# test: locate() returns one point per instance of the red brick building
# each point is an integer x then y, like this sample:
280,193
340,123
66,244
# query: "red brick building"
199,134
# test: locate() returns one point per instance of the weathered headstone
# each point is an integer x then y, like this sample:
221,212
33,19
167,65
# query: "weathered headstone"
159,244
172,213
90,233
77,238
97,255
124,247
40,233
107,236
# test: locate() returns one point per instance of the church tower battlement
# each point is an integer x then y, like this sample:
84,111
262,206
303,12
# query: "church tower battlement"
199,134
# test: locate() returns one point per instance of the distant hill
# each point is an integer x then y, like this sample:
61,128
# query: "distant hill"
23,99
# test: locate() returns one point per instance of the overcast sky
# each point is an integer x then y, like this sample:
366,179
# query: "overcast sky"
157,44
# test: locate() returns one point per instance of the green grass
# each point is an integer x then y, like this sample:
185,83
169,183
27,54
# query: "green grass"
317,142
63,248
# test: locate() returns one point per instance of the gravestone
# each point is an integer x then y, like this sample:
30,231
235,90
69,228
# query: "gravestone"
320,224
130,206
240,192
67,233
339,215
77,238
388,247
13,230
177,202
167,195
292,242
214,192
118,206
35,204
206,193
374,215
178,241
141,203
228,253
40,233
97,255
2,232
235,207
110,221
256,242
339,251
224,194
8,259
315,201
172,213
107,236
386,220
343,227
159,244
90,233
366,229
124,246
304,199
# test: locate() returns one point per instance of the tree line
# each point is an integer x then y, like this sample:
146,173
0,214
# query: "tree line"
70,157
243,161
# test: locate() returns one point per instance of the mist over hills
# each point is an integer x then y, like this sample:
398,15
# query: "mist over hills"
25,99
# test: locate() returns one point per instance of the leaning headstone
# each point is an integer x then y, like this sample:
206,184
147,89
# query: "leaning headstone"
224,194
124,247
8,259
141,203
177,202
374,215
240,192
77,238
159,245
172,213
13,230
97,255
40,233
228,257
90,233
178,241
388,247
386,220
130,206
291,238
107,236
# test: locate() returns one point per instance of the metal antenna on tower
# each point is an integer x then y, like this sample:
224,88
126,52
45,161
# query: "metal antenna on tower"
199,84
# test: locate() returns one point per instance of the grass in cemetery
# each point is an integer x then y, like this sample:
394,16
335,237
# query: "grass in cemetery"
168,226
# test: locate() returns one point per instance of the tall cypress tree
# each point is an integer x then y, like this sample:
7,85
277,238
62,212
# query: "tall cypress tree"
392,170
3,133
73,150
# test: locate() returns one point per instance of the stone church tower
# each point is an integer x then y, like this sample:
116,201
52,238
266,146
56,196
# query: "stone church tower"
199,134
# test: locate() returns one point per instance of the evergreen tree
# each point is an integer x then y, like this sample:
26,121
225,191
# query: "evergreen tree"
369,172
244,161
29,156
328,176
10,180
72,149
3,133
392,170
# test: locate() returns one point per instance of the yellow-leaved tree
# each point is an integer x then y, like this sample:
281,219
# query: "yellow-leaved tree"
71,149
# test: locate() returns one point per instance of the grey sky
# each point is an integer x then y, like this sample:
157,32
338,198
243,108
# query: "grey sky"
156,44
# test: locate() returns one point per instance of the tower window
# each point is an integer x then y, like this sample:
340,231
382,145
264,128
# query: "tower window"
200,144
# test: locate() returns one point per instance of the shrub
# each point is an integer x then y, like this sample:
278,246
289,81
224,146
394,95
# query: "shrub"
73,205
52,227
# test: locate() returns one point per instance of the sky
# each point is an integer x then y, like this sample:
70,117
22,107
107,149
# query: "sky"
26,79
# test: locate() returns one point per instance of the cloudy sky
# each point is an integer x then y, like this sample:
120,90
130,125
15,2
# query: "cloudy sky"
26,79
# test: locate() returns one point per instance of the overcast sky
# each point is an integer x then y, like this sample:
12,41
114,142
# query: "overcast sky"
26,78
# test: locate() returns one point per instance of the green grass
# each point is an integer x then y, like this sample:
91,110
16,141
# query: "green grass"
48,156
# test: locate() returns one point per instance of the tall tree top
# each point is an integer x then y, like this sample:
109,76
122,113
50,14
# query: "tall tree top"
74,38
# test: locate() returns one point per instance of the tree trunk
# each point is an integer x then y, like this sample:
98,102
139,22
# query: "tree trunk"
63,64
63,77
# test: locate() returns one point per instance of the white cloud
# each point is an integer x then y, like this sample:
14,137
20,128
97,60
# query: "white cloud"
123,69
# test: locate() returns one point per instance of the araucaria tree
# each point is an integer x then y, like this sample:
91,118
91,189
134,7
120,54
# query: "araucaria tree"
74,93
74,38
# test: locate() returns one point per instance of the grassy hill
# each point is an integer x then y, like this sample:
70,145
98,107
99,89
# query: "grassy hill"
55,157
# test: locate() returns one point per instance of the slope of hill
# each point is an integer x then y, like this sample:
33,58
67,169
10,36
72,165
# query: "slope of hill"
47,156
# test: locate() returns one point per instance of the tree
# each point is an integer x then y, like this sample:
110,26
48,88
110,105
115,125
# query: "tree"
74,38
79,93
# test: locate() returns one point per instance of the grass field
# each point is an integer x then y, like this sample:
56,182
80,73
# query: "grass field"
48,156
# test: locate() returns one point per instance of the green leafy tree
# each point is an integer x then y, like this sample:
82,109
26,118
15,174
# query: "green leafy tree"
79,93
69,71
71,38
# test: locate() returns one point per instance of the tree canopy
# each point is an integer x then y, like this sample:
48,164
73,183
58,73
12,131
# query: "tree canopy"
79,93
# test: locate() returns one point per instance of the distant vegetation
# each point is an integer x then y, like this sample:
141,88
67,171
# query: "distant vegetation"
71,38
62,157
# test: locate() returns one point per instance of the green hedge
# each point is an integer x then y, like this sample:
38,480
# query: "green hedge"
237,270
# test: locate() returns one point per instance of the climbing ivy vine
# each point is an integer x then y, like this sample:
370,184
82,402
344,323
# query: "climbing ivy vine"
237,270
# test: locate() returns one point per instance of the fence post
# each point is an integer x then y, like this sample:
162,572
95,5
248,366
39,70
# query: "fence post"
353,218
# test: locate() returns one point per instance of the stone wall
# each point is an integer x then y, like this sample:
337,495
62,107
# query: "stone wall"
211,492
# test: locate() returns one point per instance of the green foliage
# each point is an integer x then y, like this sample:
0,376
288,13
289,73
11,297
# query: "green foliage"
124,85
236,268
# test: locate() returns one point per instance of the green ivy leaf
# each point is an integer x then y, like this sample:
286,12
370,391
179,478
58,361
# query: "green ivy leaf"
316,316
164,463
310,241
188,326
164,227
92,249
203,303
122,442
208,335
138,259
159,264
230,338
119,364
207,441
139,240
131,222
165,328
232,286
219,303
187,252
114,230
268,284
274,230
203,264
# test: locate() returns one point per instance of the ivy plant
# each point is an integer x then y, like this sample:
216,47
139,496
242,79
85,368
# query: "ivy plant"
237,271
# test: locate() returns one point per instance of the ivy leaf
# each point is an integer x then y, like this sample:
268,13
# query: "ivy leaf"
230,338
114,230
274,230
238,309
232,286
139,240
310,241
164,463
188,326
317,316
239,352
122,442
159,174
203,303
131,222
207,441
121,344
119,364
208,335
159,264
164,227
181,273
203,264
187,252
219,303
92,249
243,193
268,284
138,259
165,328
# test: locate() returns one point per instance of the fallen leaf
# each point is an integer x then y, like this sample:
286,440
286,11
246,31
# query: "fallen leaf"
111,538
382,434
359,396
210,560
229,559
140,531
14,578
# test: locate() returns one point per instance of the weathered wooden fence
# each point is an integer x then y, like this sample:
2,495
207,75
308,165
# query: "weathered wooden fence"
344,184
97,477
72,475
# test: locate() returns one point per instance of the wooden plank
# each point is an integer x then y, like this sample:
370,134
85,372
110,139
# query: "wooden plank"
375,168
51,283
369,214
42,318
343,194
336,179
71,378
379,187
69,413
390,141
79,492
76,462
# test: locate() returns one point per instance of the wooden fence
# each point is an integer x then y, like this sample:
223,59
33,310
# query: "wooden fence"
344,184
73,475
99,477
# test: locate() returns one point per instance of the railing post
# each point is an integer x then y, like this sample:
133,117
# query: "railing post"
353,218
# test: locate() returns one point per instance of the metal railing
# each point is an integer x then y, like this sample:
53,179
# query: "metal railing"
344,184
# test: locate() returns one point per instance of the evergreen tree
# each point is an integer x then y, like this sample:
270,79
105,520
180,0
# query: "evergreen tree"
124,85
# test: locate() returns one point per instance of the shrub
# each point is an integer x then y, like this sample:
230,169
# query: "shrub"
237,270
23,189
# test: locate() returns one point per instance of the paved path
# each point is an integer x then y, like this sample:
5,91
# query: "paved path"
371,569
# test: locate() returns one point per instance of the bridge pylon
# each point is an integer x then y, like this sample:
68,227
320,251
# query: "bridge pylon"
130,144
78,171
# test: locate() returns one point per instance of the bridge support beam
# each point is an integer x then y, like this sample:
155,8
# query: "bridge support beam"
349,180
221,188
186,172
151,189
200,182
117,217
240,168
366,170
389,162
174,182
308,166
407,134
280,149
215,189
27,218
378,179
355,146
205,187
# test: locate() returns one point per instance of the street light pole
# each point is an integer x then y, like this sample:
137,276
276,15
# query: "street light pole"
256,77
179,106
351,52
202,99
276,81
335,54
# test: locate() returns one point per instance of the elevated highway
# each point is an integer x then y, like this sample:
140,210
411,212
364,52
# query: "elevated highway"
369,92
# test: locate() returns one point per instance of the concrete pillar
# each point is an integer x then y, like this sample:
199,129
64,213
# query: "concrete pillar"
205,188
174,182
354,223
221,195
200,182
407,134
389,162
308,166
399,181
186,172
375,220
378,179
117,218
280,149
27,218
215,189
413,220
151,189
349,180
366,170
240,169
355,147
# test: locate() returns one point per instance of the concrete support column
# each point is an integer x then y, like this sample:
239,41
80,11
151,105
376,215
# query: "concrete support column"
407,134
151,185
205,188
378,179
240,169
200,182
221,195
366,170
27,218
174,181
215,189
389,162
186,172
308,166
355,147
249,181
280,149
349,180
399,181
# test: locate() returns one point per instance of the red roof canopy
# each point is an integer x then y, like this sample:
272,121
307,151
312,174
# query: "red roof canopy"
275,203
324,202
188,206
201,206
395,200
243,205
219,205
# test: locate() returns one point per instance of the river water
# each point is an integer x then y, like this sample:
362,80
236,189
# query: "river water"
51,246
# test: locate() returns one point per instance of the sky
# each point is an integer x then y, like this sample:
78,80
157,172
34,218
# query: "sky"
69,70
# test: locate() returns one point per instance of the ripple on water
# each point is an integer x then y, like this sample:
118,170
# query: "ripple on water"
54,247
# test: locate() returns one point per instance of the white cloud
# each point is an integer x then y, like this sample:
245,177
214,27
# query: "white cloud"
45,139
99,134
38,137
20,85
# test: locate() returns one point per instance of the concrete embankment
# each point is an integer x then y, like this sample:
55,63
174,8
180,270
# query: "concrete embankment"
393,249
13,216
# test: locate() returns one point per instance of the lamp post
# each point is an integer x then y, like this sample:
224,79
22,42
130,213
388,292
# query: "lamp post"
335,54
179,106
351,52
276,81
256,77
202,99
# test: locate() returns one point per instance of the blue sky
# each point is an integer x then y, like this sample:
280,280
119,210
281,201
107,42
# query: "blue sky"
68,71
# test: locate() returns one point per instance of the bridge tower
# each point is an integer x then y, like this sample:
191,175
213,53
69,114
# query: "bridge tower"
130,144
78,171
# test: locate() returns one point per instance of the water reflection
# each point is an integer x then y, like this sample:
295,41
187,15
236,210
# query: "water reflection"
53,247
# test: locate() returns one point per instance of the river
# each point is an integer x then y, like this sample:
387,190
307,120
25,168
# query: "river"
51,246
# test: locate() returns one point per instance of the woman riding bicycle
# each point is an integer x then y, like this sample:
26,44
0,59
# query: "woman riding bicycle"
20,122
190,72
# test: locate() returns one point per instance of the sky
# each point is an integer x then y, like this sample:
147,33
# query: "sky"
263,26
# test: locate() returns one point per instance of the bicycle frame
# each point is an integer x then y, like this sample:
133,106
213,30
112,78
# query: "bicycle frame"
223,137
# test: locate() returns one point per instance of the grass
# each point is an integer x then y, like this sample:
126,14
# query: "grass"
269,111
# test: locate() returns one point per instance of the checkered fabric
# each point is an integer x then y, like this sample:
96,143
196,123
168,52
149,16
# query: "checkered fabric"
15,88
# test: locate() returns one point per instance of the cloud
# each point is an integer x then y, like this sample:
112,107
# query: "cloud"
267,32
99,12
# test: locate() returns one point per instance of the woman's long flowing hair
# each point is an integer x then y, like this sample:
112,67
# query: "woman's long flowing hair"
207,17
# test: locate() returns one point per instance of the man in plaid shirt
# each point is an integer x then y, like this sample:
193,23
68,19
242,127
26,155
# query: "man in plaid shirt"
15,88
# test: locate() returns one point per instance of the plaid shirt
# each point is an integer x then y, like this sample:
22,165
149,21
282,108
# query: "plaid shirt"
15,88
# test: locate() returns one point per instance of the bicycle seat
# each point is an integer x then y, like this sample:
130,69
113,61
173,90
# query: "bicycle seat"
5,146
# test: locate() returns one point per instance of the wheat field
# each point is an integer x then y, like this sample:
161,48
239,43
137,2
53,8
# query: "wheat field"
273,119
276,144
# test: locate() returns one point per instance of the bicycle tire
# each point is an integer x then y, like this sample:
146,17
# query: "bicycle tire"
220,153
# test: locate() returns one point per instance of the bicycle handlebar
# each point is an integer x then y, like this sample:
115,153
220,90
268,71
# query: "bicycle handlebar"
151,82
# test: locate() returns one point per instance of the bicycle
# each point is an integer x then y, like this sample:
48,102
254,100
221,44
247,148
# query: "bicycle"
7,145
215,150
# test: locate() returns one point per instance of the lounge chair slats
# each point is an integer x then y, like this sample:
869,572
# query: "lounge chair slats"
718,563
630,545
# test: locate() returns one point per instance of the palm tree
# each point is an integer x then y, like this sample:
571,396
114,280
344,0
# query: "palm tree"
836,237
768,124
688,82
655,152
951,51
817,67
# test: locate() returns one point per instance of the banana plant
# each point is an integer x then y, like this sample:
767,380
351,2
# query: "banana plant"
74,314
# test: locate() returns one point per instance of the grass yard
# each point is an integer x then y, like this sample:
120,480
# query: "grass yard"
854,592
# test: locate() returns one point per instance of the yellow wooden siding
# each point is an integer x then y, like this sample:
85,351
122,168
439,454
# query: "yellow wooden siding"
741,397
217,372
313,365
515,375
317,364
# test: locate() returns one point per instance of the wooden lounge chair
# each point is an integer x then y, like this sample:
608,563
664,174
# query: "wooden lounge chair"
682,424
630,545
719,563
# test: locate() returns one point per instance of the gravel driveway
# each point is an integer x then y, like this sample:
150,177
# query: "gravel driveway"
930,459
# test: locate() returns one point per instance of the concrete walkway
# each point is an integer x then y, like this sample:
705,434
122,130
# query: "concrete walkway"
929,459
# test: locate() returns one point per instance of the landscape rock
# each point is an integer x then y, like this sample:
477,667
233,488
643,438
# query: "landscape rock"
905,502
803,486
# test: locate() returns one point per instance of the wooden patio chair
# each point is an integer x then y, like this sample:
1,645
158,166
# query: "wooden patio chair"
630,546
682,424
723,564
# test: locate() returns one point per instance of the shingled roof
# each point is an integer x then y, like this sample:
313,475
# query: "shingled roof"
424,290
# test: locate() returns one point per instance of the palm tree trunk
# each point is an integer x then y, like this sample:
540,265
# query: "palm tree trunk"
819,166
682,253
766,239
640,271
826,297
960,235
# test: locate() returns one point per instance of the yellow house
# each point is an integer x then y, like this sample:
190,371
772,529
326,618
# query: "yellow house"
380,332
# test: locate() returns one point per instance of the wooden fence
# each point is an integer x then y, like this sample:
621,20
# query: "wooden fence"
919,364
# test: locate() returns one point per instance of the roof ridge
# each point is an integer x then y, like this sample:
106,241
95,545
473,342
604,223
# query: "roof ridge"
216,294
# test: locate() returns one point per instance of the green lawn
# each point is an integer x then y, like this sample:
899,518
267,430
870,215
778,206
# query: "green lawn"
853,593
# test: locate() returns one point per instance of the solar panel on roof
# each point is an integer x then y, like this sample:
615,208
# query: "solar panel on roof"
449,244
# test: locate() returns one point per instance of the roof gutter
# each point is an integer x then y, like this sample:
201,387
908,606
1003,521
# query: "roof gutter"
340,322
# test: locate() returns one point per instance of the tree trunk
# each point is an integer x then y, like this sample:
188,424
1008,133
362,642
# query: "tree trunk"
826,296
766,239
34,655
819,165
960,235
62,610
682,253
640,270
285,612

**TO BE DONE**
Copy exactly the lines above, from the one containing "the palm tree trunk" through the very last line.

**RESPONSE BELOW**
# test: locate() returns one point per instance of the palm tree trunk
# each point is an integer x then y, like this sample:
540,265
# query: "palm tree trunk"
819,166
682,253
766,239
640,271
826,297
960,235
# test: locate() returns one point per instance of the yellow house
# each point is an integer x then y, like this sample:
190,371
772,529
326,618
# query: "yellow house"
380,332
# test: locate() returns one point per instance of the wooden fence
# each point is an integer x then y, like this sample:
621,20
# query: "wooden fence"
919,364
# test: locate() returns one point per instance of the roof ridge
# each point is an integer x then y, like this sample:
106,241
95,545
473,342
604,223
# query: "roof ridge"
216,294
# test: locate() returns one point per instance of the green lawn
# each point is an integer x then y, like this sample:
899,518
267,430
870,215
778,206
# query: "green lawn"
853,593
# test: locate() returns one point per instance of the solar panel on roof
# each point is an integer x then y, like this sample:
615,208
# query: "solar panel on roof"
449,244
# test: locate() returns one point per instance of the roof gutter
# each point is an integer x then y, like this sample:
201,387
908,606
1003,521
# query: "roof gutter"
340,322
# test: locate() returns one point per instance of the tree trunk
# each point is an integer x then y, like this sample:
188,424
1008,133
362,642
# query: "tree trunk"
826,296
766,239
34,655
819,165
960,235
62,610
682,253
640,270
285,612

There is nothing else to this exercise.